▶ [TASK] Transcribe every line of the material below word for word, leaving out the pictures.

[Point annotation records]
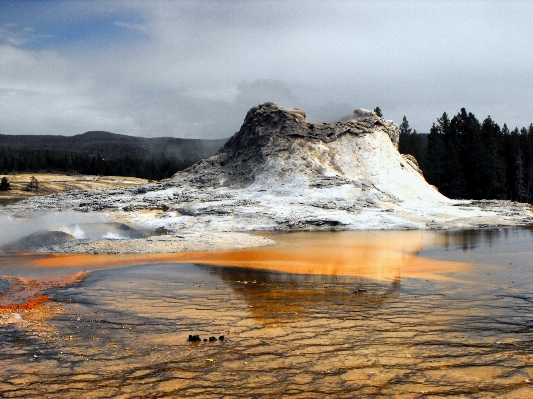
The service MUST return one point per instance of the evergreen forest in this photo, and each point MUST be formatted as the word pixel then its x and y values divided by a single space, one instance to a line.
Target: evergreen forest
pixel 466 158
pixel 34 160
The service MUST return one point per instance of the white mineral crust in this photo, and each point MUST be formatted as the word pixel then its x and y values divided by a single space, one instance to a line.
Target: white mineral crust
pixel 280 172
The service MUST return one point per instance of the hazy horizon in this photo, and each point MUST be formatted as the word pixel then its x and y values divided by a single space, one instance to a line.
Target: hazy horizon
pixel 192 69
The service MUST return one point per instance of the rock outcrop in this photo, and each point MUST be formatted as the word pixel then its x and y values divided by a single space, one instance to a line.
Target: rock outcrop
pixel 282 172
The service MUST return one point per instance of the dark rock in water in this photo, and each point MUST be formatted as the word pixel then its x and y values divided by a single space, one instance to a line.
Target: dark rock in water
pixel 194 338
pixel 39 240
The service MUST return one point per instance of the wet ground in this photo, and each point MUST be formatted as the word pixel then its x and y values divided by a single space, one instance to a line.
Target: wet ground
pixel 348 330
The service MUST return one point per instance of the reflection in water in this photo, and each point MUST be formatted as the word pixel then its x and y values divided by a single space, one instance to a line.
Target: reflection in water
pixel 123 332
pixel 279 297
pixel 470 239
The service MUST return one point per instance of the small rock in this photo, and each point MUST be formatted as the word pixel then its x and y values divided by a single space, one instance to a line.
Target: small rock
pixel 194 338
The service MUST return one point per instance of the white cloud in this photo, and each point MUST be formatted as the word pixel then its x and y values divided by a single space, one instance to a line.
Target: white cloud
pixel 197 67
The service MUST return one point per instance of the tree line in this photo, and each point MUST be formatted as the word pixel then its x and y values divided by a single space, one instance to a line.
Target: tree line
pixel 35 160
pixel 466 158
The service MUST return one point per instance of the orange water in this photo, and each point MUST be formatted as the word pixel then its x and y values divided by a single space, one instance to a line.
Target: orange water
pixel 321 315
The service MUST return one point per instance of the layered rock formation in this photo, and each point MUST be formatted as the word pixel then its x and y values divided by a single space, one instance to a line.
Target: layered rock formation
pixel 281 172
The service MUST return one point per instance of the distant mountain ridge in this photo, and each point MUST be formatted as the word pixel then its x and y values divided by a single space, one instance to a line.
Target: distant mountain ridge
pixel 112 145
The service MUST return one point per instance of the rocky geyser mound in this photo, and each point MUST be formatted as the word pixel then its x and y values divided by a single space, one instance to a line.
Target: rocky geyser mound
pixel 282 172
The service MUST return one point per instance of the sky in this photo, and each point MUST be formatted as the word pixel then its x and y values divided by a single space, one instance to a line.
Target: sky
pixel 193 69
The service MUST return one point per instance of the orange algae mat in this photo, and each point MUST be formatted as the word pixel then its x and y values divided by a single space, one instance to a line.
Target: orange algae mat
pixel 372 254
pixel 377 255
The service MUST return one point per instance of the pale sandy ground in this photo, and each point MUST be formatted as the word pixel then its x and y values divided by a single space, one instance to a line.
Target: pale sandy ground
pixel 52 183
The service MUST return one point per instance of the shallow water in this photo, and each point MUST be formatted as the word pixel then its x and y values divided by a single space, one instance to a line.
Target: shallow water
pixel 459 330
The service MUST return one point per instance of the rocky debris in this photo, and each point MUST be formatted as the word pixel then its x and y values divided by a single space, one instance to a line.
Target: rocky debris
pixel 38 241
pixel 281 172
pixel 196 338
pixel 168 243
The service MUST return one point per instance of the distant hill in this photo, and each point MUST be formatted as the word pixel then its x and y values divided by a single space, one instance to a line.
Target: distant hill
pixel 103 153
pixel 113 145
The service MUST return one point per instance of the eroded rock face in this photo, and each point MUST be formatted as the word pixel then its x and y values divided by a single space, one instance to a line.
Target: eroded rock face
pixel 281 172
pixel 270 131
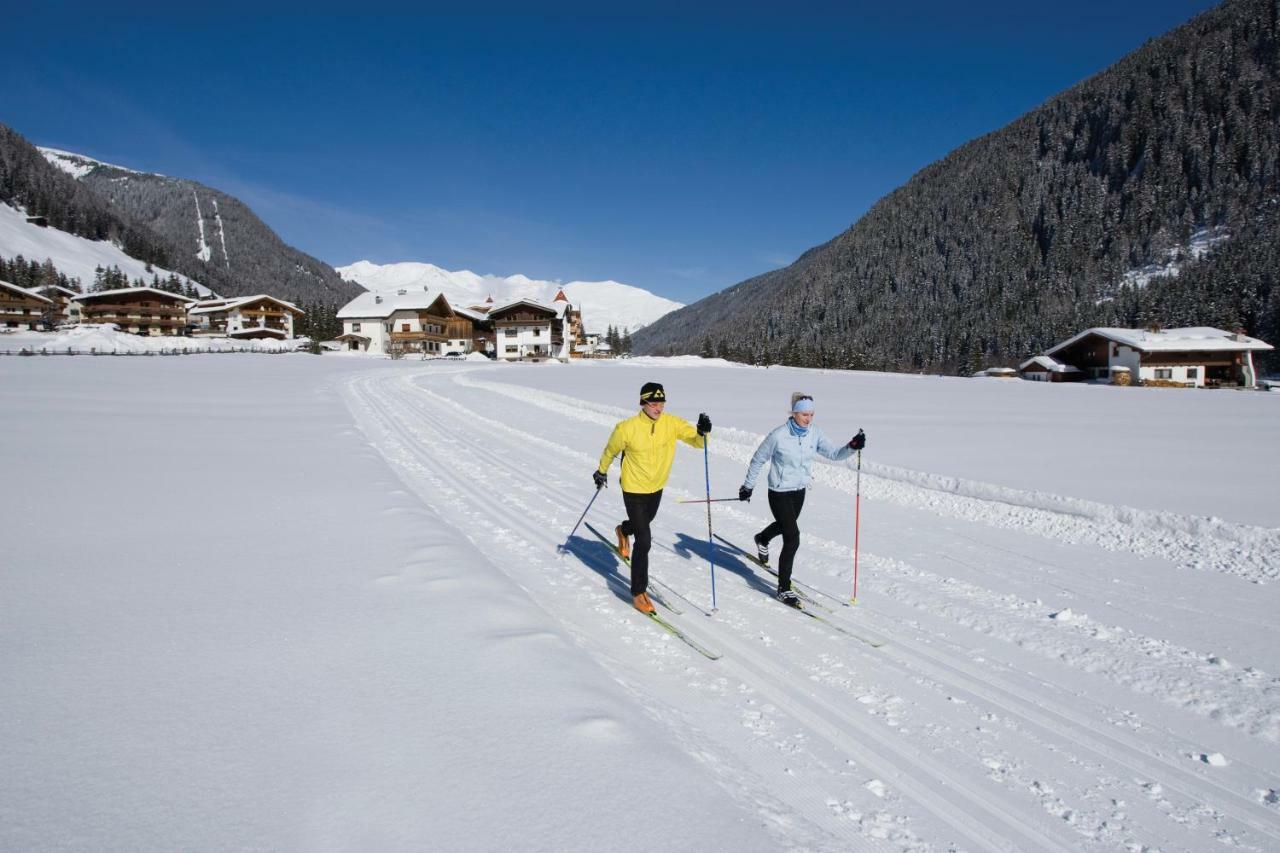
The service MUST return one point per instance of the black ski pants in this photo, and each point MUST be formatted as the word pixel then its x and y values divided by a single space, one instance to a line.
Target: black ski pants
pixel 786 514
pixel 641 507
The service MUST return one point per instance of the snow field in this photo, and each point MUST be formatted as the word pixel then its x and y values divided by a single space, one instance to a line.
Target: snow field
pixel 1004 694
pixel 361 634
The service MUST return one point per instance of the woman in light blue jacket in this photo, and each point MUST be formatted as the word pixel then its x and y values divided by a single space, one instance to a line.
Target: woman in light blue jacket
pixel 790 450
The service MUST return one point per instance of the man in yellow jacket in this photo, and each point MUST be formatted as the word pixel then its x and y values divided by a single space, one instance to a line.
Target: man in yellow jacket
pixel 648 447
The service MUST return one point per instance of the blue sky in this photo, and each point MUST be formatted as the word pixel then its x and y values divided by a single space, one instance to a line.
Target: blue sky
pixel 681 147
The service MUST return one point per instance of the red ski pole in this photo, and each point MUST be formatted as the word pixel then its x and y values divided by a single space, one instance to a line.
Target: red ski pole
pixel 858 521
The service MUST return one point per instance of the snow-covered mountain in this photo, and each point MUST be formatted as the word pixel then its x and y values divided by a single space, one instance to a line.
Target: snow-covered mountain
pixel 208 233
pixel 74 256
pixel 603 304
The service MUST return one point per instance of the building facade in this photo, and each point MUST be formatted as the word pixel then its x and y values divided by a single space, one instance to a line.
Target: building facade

▶ [SOLUTION FOR THIS PROBLEM]
The service MUST return one point per instance of the evergreen forest in this photo, and each point MUST be formatted as the word pixel then its x and y values divided by a single space, one instance to a line.
Target: evergreen forest
pixel 466 158
pixel 34 160
The service MUST return one point per instance of the white mineral crust in this photo, and each point MUST be formatted as the word pixel then its x and y values divided by a single space, one instance to a line.
Target: white mineral crust
pixel 280 172
The service MUST return one point per instance of the hazy horizon in this photo, and each point MUST be formatted as the word pixel then its x and y values divided by a single space, one instance to a line.
Target: hazy horizon
pixel 192 69
The service MUST return one point per instance of the rock outcrop in this photo, and each point MUST be formatted as the word pixel then its x and y values divided by a single space, one instance to a line.
Target: rock outcrop
pixel 282 172
The service MUST return one point per instance of the dark rock in water in this photo, and each point MUST be formatted as the word pixel then its x and y values divided by a single space, one instance to a line.
Target: dark rock in water
pixel 194 338
pixel 39 240
The service MUST return one point per instance of the wet ground in this photo, and each point MUST be formatted as the word pixel then its x and y values divided by a single space, one instance to a line.
Target: wet ground
pixel 348 330
The service MUST return one point per instance of the reflection in water in this photo, and each point MUST be formatted as the word pixel then its x and y values divided by a single space, one instance to a line.
Target: reflection in water
pixel 123 332
pixel 279 297
pixel 470 239
The service MUST return one point per instance of the small rock in this photo, and each point MUST be formatted as the word pixel then its x and y values divided by a single space, one instance to a line.
Target: small rock
pixel 194 338
The service MUST return one point per instance of the white cloud in this photo, and each point MUST be formatted as the word pixel then its x and y values divided by a single space, one instance to a line.
Target: white cloud
pixel 197 67
The service MUST return one point per instance of the tree line in this photo, and each point MUST be formatted as the word pixel then its x and y values divided by a single space, one instance to a line.
Target: tree line
pixel 35 160
pixel 466 158
The service MUST return one point per instance of the orange water in this photo, and each point MUST be formatted as the word pixel then its x and y values divided by a single space, one instance to a line.
Target: orange water
pixel 321 315
The service MUST return one point per instance of the layered rock formation in this photo, and each point MUST be formatted as the word pixel then its x and y values divided by a single space, one instance to a line.
Target: layered rock formation
pixel 281 172
The service MUST return one point per instance of the distant mountain ridge in this photo, and each point MUST be formatted as the word pixel then its x and y values divided by a single space, one instance to a line.
Target: distant mountain ridge
pixel 112 145
The service MUST return one point per instance of the rocky geyser mound in this photo, and each point MUST be formatted as the word pixel then its x and y values divided by a single space, one instance to a line.
Target: rocky geyser mound
pixel 282 172
The service MUST return one point per instance of the sky in this photo, and each point MUST be formatted as the word pixel then its x and y values divided by a single space, one instance to a line.
Target: sky
pixel 193 69
The service MUST return one point per instance of the orange algae mat in this photo, and each point MUST be formatted as the word pixel then its x and y values divided by a single space, one instance to a line.
Target: orange algae mat
pixel 372 254
pixel 377 255
The service MUST return one point per instance of the pale sandy ground in this photo, and each point MUST be formatted as the word pixel then its x and y values divided by a single space, one instance to a line.
Target: pale sandy ground
pixel 52 183
The service MUST return one point per instance of the shallow water in this photo, and each point MUST be formatted as the word pixel then its x and y values divided by a single space, one instance to a line.
Target: shallow water
pixel 459 330
The service MUST return one point per instance of the rocky debris in this photo, and each point MUST be formatted as the word pixel then its x and y values divided by a single space, one instance to a line.
Target: rocky debris
pixel 38 241
pixel 281 172
pixel 196 338
pixel 168 243
The service MUST return one point per instance of the distant hill in this photo, and each point MUST be formatted as the word pixel then its x and y values divided by a single space, one instance to a line.
Target: distant hill
pixel 103 153
pixel 113 145
The service MUST return one point per instance of the eroded rock face in this photo, and each point MUST be formatted as the word pixel then its x and y values divided by a single space, one instance to a line.
Target: eroded rock face
pixel 281 172
pixel 270 131
The service MUST return one point per instance of the black ski pants in this photo, and each point MUST be formatted as the word pixel then its x and y values divided by a single space, one instance to a line.
Target: black ski pants
pixel 786 514
pixel 641 507
The service MUST return one point per instance of the snow field in this photo, and each point MUST be formatted as the word pixel then its x and y values divided by a single space, one instance to a line.
Target: snow field
pixel 1004 694
pixel 361 634
The service MUST return one point per instance of the woman in light blue jacket in this photo, and each point MUST be formatted as the word pixel then its x and y values divided by a single space, one instance to a line.
Target: woman in light blue jacket
pixel 790 450
The service MUST return one point per instance of the man in yellow jacket in this photo, and each point MUST be formatted as the word pixel then its x and y values divided by a single space, one instance to a line.
Target: man in yellow jacket
pixel 648 447
The service MUST return one point per instance of the blue sky in this photo, and each point MUST be formatted as the word pixel then its x and y values divided by a single space, one instance to a line.
Target: blue sky
pixel 681 147
The service MUST return one point per instance of the red ski pole in this photo, and each point MUST be formatted as the word pixel then its x and y values divided by a single space, one instance to a line.
Target: red ski pole
pixel 858 521
The service MUST return one point per instance of the snow-covered mountain in this photo, and each point MUST be formatted as the word pixel then its x and y values divided by a single space, one instance to a line.
Target: snow-covered mountain
pixel 208 233
pixel 74 256
pixel 603 304
The service MUST return one point per instance of the building facade in this photo, and each point MUST be formatted as the word pixel then its x and y values divided by a single space, one instance to a line.
Target: building facade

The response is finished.